Meet Jakob Kreye

June 26, 2026

Dr. Jakob Kreye (Charité – Universitätsmedizin Berlin ) was awarded a 2026 AEA Edward Arditte Community Seed Grant to support his project, Encephalitis Encyclopedia (Enc²): A Web-Based Platform for Patient-Level Data Integration in Autoimmune Encephalitis. Learn more about his research and how it will impact people affected with autoimmune encephalitis. The start date for the award is September 1, 2026.

You have been awarded an AEA Community Seed Grant, can you tell us more about the study you plan to do?

Autoimmune encephalitis (AE) includes a growing number of individually rare diseases caused by immune responses against the brain. Many important clinical observations have been published, but this information is often scattered across case reports and small case series. This makes it difficult to compare AE subtypes, recognize rare presentations, and understand how clinical features, treatments, and outcomes differ between patients.

With the support of the AEA Edward Arditte Community Seed Grant, we will develop the Encephalitis Encyclopedia, or Enc², a web-based platform that brings published patient-level AE data together in a structured and searchable format. In the first phase, we will focus on several major AE entities, including NMDAR-, LGI1-, CASPR2-, AMPAR-, mGluR-, GABAR-, and other forms of antibody-associated encephalitis. For each reported patient, we aim to extract and harmonize key information on demographics, symptoms, diagnostic findings, treatments, and outcomes.

Data rows:
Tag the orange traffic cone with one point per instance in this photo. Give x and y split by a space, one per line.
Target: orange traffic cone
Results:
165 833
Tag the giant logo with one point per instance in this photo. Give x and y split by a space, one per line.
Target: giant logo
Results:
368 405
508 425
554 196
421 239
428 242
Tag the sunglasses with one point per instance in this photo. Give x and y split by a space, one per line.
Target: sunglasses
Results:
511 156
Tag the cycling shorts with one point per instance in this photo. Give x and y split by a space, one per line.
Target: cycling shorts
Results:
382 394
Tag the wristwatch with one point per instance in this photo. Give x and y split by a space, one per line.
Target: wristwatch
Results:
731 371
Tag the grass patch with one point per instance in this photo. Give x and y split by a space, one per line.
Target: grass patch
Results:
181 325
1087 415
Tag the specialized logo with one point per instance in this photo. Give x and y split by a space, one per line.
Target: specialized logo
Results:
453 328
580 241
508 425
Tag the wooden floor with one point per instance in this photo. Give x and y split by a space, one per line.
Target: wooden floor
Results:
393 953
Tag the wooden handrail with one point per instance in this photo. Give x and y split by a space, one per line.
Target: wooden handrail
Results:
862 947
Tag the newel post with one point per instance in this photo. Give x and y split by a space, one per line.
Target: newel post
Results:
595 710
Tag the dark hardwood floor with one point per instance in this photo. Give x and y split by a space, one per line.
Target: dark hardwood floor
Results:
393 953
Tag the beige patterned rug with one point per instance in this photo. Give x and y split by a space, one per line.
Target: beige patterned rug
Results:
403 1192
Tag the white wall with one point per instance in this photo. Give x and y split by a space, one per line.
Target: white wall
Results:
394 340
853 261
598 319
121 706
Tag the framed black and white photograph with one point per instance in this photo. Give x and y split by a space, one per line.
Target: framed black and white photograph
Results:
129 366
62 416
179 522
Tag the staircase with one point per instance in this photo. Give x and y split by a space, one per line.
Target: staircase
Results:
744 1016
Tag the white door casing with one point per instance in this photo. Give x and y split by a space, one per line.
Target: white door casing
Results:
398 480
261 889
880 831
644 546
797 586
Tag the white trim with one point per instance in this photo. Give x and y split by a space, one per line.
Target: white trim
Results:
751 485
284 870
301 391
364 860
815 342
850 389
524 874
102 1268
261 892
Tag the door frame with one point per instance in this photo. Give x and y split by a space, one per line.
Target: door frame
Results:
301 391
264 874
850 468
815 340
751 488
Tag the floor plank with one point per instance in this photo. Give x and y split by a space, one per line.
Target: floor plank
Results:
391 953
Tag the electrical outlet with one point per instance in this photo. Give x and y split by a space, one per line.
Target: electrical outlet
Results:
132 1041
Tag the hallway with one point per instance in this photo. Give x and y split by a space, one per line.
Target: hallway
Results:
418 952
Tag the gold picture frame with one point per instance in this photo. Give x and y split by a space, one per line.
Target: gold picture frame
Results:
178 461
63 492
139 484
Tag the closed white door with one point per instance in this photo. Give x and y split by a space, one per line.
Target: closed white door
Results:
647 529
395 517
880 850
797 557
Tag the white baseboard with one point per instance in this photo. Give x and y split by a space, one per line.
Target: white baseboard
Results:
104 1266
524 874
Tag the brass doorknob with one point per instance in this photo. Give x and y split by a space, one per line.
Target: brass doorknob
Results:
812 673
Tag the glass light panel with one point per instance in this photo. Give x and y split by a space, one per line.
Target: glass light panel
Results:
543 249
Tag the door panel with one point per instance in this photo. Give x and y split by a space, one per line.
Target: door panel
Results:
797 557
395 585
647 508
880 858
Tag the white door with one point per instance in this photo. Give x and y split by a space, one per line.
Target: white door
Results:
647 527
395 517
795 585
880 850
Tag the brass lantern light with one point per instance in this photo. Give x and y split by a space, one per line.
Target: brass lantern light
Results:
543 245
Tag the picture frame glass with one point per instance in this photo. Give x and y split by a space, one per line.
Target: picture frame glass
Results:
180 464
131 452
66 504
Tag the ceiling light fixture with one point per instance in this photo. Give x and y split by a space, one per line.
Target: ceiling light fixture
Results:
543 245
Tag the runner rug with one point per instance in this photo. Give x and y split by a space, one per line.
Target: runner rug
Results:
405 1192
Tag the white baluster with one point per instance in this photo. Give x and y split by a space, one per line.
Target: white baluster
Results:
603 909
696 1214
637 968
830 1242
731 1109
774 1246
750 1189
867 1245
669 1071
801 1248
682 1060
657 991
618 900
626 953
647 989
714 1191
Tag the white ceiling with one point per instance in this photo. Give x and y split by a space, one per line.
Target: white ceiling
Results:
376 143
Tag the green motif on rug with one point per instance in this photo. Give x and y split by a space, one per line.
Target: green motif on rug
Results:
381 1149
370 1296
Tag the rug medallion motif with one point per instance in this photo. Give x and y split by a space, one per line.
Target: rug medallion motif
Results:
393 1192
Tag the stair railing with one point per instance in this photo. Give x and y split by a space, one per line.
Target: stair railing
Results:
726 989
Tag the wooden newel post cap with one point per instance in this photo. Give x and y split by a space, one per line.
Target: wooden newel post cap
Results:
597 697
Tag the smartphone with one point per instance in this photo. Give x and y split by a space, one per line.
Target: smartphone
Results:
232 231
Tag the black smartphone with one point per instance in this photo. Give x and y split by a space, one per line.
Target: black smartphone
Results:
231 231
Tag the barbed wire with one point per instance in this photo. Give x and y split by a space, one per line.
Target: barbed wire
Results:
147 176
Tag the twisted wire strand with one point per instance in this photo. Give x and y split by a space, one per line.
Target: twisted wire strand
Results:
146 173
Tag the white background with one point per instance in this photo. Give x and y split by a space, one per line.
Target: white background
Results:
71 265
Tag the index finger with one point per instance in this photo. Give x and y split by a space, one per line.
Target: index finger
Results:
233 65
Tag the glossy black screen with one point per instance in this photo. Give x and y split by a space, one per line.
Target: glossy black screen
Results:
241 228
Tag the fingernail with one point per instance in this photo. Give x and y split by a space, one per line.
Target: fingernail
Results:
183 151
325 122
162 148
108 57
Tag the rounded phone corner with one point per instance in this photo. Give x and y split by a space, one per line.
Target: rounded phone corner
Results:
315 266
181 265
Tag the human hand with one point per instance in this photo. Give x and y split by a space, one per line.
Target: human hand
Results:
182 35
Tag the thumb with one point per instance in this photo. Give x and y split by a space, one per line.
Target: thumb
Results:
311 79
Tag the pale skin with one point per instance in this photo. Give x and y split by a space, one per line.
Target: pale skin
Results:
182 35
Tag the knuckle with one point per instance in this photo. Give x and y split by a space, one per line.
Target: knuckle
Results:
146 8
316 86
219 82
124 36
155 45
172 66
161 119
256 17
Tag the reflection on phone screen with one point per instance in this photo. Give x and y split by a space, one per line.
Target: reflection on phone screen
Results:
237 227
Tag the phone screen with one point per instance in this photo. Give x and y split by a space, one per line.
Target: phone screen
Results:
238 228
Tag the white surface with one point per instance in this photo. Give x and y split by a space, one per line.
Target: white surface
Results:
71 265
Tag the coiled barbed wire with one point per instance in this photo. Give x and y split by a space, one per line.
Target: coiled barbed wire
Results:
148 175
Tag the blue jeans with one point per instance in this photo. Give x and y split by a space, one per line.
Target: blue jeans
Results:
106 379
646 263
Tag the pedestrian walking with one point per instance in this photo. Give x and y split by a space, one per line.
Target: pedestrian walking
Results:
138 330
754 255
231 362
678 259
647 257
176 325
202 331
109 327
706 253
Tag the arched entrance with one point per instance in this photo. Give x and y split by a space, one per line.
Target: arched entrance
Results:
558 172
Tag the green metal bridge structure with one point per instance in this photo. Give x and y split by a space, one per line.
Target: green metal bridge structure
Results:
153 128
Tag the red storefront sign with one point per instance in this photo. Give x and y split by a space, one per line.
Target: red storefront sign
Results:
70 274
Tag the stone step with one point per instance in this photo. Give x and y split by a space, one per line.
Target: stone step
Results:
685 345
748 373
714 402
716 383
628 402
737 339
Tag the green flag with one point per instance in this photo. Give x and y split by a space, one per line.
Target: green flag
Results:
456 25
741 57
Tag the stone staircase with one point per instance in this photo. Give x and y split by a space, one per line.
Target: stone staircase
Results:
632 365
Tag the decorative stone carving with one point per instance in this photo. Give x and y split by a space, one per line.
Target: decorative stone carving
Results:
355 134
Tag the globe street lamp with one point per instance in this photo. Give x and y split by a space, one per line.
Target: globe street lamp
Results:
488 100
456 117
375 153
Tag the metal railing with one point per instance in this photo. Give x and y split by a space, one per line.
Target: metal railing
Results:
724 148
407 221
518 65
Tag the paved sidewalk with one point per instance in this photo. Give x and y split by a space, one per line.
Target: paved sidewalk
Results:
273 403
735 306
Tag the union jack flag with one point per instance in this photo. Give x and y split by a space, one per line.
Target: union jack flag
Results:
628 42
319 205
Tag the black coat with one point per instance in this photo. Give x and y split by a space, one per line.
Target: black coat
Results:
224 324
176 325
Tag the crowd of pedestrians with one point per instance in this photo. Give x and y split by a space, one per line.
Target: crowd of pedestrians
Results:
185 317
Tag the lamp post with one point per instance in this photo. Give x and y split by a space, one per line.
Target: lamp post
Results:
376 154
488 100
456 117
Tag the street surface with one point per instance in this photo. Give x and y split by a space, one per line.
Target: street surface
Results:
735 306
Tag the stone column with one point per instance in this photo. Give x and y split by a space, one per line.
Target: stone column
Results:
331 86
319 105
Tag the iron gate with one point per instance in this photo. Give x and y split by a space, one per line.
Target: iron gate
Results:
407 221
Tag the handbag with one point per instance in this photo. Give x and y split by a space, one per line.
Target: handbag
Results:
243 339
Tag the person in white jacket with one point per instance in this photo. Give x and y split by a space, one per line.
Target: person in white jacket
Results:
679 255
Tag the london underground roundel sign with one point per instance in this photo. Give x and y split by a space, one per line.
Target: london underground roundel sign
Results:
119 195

◆ Exercise instructions ◆
1. According to the interview with Jakob Kreye, on what date does the award begin?
2. Continue the interview with Jakob Kreye from the point at which it stops.
The rows are not required for the work that follows.

◆ Answers for each item ◆
1. The award begins on September 1, 2026.

2.
The project builds on preparatory work in which our team has already established the literature search strategy, data extraction workflow, and variable dictionary. More than 600 literature-derived cases have already been extracted. During the 12-month funding period, we plan to substantially expand the dataset and create a first beta version of Enc² with structured case-level access, dynamic summaries, visualizations, and standardized data export.

How will your study help patients and families affected by AE?

Patients and families affected by AE often face uncertainty because many AE forms are rare, heterogeneous, and difficult to compare. A family may wonder whether a symptom pattern, recovery course, treatment response, or complication has been reported before, but this information is often hidden across individual publications.

Enc² aims to make the published AE literature more transparent and reusable. By organizing patient-level information across AE subtypes, the platform may help clinicians and researchers identify comparable cases, recognize unusual presentations, and better understand differences in clinical presentation and reported outcomes. Over time, this could support more informed discussions about disease heterogeneity, prognosis, and future research priorities.

Importantly, Enc² is designed not only as a research tool, but also as a community-oriented resource. The first version will include accessible summaries and visualizations for non-specialist audiences, including patients and caregivers. We see this first version as a foundation for a resource that can be refined and expanded over time with input from patients, families, clinicians, researchers, and advocacy organizations — helping turn dispersed published knowledge into a shared resource for the international AE community.

Tell us more about yourself and your affiliation?

I am a clinician-scientist at Charité – Universitätsmedizin Berlin, Germany, where I work in the Department of Pediatric Neurology. My clinical and scientific work focuses on autoimmune and inflammatory diseases of the nervous system, particularly antibody-mediated neurological disorders in children and adults.

As a postdoctoral researcher in Harald Prüss’ lab at Charité Berlin, my work focused on the isolation of patient-derived monoclonal antibodies and the characterization of their functional effects in vitro and in disease models. As a Fulbright Scholar in Ben Larman’s lab at Johns Hopkins University in 2023, I used antibody profiling technologies to investigate proteome-wide antibody responses and identify disease-associated antibody signatures.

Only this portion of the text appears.